How to complete this task: Would you retype the records below exactly as they appear?

Items listed in a dataset:

==============================

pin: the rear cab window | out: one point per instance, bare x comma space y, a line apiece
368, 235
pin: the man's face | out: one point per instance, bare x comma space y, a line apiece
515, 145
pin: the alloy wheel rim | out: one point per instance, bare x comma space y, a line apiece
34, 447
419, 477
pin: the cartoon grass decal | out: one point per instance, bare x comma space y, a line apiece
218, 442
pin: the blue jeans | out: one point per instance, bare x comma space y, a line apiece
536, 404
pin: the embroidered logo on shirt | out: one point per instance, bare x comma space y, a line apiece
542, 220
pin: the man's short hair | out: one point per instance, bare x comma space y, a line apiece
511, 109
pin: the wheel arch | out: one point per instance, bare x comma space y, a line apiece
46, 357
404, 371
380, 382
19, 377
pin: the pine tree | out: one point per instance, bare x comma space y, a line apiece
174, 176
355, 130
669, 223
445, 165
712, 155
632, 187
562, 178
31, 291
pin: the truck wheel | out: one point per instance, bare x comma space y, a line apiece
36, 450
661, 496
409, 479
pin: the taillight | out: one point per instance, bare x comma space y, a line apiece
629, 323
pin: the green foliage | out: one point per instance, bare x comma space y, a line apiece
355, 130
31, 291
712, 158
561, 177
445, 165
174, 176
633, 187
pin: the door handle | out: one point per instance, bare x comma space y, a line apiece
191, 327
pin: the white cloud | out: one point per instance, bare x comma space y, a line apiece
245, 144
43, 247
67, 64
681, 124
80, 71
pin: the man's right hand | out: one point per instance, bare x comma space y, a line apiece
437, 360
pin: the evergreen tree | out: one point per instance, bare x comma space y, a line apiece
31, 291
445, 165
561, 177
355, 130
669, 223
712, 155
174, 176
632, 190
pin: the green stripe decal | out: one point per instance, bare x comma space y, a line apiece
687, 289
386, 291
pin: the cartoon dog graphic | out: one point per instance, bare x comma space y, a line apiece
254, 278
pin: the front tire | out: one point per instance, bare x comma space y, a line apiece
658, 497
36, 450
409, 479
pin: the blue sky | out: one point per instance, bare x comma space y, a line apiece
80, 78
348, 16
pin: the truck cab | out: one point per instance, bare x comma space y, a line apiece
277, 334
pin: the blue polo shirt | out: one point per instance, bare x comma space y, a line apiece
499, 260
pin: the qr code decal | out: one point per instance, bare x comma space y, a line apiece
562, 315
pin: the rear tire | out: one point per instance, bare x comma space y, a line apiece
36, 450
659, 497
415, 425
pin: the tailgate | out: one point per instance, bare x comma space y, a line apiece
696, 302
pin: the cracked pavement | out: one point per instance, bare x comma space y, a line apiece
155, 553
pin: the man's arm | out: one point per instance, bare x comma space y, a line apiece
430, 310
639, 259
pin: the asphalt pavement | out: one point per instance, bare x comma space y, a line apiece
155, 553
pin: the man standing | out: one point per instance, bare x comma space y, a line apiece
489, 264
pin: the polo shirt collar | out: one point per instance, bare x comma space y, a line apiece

==============================

Answer to this task:
pin: the rear cab window | out: one point per instance, bare x comma space y, a line apiece
368, 235
pin: the man's face | out: one point per instance, bare x comma space y, a line apiece
515, 145
pin: the alloy wheel rim | out: one point per instance, bare x comma space y, a line apiece
34, 447
419, 477
pin: the cartoon grass decal | out: one point per instance, bare x comma space y, a line apiece
218, 442
pin: the blue jeans | out: one point per instance, bare x comma space y, a line apiece
536, 404
pin: the embroidered logo on shirt | out: one point per instance, bare x comma space y, a line apiece
542, 220
pin: the man's short hair | out: one point per instance, bare x comma space y, a line apiece
511, 109
pin: the wheel arch | out: one point per instance, bare x comma space y, a line apiece
46, 357
404, 371
380, 382
19, 377
pin: the pine tree | out: one point per instance, bare x comma space y, a line apiece
174, 176
355, 130
669, 223
445, 165
712, 155
632, 187
562, 178
31, 291
pin: the truck wheel | out: one point per instance, bare x comma space y, a line apiece
36, 450
661, 496
409, 479
pin: the taillight | out: one point per instance, bare x comma space y, a line apiece
629, 323
pin: the green foliage | out: one point per instance, bare x comma space y, a line apiece
355, 130
31, 291
712, 158
561, 177
445, 165
174, 176
633, 187
pin: the door handle | out: one point per instance, bare x comma space y, a line apiece
191, 327
pin: the white cloud | out: one point per instance, bare x comma space y, a line apiece
245, 144
43, 247
67, 64
681, 124
80, 71
pin: the man's right hand | out: one point per instance, bare x comma space y, a line apiece
437, 360
pin: the evergreen tree | out: one point per instance, bare x comma space y, a line apiece
31, 291
445, 165
561, 177
355, 130
669, 223
712, 155
174, 176
632, 190
pin: the green stripe decal | out: one point per instance, bare x comma space y, a line apiece
687, 289
386, 291
pin: the cartoon dog graphic | out: one point per instance, bare x comma space y, a line apiece
254, 278
pin: the front tire | out: one point per instance, bare x comma space y, a line apiece
658, 497
36, 450
409, 479
pin: the blue sky | out: one point per instance, bare x comma space y, a line apiece
80, 78
348, 16
pin: the truck cab | out: one point per instance, bare x comma space y, a line apiece
277, 334
pin: the blue polo shirt | out: one point per instance, bare x comma space y, a line apiece
499, 260
pin: the qr code decal | out: one point per instance, bare x comma space y, a line apiece
562, 315
pin: the rear tire | out: one point per instance, bare x comma space y, a line apiece
36, 450
659, 497
415, 425
pin: the tailgate | out: one point per instance, bare x comma space y, a line apiece
696, 302
pin: the cracked pavement | out: one point per instance, bare x comma space y, a line apiece
155, 553
pin: the man's arm | out: one point per instance, bare x comma space y, a line apiece
430, 310
639, 259
pin: the asphalt pavement | out: one point per instance, bare x comma space y, a line apiece
155, 553
pin: the man standing | out: one point per instance, bare x comma space y, a line apiece
489, 264
pin: the polo shirt collar | out: one point per instance, bare x comma space y, a line apiece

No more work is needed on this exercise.